**Problem**
Please quote every one of the records below verbatim.

**Data entries**
┏━━

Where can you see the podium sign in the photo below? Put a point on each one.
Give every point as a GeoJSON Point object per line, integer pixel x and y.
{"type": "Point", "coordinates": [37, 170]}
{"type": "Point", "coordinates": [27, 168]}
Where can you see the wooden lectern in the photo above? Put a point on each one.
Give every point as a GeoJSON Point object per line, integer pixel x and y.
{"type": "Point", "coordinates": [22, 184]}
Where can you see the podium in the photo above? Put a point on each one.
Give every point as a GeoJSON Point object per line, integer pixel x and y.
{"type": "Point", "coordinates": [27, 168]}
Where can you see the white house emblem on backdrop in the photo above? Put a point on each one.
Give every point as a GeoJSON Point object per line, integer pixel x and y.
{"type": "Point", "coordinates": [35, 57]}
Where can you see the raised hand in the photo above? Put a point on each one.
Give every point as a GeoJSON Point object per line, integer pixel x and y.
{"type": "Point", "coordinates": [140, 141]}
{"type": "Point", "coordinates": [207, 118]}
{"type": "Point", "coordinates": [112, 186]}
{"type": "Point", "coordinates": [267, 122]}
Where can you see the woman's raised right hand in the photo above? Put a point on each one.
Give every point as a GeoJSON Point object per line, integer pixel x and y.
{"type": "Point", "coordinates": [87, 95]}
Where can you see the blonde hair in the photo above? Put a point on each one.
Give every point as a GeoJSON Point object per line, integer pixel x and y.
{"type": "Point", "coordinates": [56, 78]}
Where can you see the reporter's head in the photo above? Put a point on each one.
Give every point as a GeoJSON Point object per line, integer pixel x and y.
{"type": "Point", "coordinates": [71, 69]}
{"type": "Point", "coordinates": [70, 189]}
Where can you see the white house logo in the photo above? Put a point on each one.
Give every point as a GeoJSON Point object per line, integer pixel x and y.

┗━━

**Solution**
Where can you see the podium sign in the photo below? Put a point on each one.
Give every point as a GeoJSON Point object per line, integer pixel x and y.
{"type": "Point", "coordinates": [37, 170]}
{"type": "Point", "coordinates": [27, 168]}
Where can you see the wooden lectern in the photo above? Put a point on each one.
Give every point as a GeoJSON Point object per line, integer pixel x and y.
{"type": "Point", "coordinates": [22, 184]}
Where can you see the podium in the photo above? Put a point on each one.
Give every point as a GeoJSON Point object per line, integer pixel x and y.
{"type": "Point", "coordinates": [27, 168]}
Where can you see the white house emblem on backdrop in the photo above? Put a point on each one.
Give every point as a GeoJSON Point object per line, integer pixel x and y.
{"type": "Point", "coordinates": [35, 57]}
Where can you see the raised hand in the photo above? Put a point on each one.
Give every point as a GeoJSON Point object per line, integer pixel x and y.
{"type": "Point", "coordinates": [140, 141]}
{"type": "Point", "coordinates": [207, 118]}
{"type": "Point", "coordinates": [112, 186]}
{"type": "Point", "coordinates": [267, 122]}
Where can you see the woman's raised right hand in the photo above? Put a point on each one.
Give every point as a GeoJSON Point object per line, integer pixel x and y.
{"type": "Point", "coordinates": [87, 95]}
Where can you see the blonde hair in the photo above? Put a point on each one.
Give every point as a GeoJSON Point object per line, integer pixel x and y.
{"type": "Point", "coordinates": [56, 78]}
Where can you see the reporter's head in the photo above? Put a point on each one.
Give every point as a GeoJSON Point object per line, integer pixel x and y.
{"type": "Point", "coordinates": [71, 69]}
{"type": "Point", "coordinates": [70, 189]}
Where can you see the white house logo in the photo above? Put a point on each one.
Give every point as a GeoJSON Point object per line, integer pixel x and y.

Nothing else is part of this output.